Exercise instructions
a: Reproduce the forum thread about the File Scanner and regular expressions word for word, in full.
b: Collect every line of the records that contains the word "marble". Match case exactly.

Extracted text
(begin)
Author Topic: File Scanner and Regular Expressions  (Read 44974 times)

0 Members and 1 Guest are viewing this topic.

Offline rick.ca

  • Global Moderator
  • *****
  • Posts: 3241
  • "I'm willing to shoot you!"
    • View Profile
File Scanner and Regular Expressions
« on: January 22, 2009, 03:42:08 am »
Changelog:
-Feature: RegExp support and additional functionality for File Scanner and Organize files by episodes function

Is there a particular external RegEx reference we should use as a guide in creating our own expressions? I know very little about RegEx (other than it makes my brain hurt), but I assume there are different "flavours." Are there any special terms that are unique to PVD?

If the scanner is unable to match a file to an existing record, the title can be edited, but the only available action is to "Add new movie." It would be nice if it re-checked the database for a match if the user edits the title (and perhaps a "refresh" requested) so the "Update file path" action would be available.

When adding new episode files to existing series, the existing title and year are removed. Title is changed to "#S.E" and Year to "-1." This happens whether or not "Automatically import... Movie information" is selected (i.e., the problem can't be worked-around by selecting that).

What is meant by "Organize files by episodes function"?
« Last Edit: July 21, 2011, 10:27:06 pm by rick.ca »

Offline nostra

  • Administrator
  • *****
  • Posts: 2852
    • View Profile
    • Personal Video Database
Re: 0.9.9.4 File Scanner
« Reply #1 on: January 23, 2009, 01:24:59 am »
(end)
Data lines
(begin)
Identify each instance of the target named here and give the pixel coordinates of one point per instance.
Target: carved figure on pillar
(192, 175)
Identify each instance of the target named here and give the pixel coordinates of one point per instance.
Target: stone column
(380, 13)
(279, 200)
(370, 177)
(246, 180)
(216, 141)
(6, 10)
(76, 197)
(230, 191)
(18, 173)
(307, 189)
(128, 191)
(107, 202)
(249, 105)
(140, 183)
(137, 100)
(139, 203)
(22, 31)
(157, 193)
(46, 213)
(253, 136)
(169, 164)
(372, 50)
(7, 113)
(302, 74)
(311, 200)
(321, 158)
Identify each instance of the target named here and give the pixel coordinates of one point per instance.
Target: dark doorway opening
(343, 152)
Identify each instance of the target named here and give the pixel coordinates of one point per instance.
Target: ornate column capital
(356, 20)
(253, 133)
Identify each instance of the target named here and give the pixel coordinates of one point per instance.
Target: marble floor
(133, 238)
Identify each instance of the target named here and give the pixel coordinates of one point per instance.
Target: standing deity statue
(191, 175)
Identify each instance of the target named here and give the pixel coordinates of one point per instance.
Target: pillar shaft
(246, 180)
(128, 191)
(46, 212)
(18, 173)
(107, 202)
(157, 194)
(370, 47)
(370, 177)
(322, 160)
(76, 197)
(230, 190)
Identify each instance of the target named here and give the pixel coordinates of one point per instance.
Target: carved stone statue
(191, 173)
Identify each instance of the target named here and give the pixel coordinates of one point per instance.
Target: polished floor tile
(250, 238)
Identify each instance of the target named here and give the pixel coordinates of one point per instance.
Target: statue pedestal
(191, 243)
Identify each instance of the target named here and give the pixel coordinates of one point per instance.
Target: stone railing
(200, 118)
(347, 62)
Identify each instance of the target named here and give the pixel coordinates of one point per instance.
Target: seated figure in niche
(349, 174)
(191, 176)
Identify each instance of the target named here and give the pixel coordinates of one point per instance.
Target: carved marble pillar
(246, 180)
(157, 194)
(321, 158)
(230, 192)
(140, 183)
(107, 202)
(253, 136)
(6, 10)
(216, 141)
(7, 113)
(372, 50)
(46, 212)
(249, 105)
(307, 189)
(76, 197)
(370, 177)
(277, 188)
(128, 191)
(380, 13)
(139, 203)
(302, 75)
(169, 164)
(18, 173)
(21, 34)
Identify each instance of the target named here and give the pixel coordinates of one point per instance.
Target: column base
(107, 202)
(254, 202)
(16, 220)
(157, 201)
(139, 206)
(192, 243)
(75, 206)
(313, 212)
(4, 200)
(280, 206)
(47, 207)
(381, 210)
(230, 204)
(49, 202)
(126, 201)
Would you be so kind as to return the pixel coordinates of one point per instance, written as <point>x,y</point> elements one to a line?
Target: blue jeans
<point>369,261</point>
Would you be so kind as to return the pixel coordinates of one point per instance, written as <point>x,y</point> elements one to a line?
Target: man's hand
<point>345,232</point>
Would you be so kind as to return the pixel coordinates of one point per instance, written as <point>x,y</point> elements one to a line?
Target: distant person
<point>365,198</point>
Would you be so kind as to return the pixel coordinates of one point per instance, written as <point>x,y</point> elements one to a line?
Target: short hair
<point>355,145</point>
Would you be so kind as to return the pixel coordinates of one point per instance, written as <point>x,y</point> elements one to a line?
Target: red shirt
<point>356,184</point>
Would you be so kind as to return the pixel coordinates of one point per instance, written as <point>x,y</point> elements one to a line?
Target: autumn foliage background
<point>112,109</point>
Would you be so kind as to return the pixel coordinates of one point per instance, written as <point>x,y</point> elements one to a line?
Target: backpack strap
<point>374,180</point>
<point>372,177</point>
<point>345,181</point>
(end)
In response
a:
Author Topic: File Scanner and Regular Expressions  (Read 44974 times)

0 Members and 1 Guest are viewing this topic.

Offline rick.ca

  • Global Moderator
  • *****
  • Posts: 3241
  • "I'm willing to shoot you!"
    • View Profile
File Scanner and Regular Expressions
« on: January 22, 2009, 03:42:08 am »
Changelog:
-Feature: RegExp support and additional functionality for File Scanner and Organize files by episodes function

Is there a particular external RegEx reference we should use as a guide in creating our own expressions? I know very little about RegEx (other than it makes my brain hurt), but I assume there are different "flavours." Are there any special terms that are unique to PVD?

If the scanner is unable to match a file to an existing record, the title can be edited, but the only available action is to "Add new movie." It would be nice if it re-checked the database for a match if the user edits the title (and perhaps a "refresh" requested) so the "Update file path" action would be available.

When adding new episode files to existing series, the existing title and year are removed. Title is changed to "#S.E" and Year to "-1." This happens whether or not "Automatically import... Movie information" is selected (i.e., the problem can't be worked-around by selecting that).

What is meant by "Organize files by episodes function"?
« Last Edit: July 21, 2011, 10:27:06 pm by rick.ca »

Offline nostra

  • Administrator
  • *****
  • Posts: 2852
    • View Profile
    • Personal Video Database
Re: 0.9.9.4 File Scanner
« Reply #1 on: January 23, 2009, 01:24:59 am »

b:
Target: marble floor
Target: carved marble pillar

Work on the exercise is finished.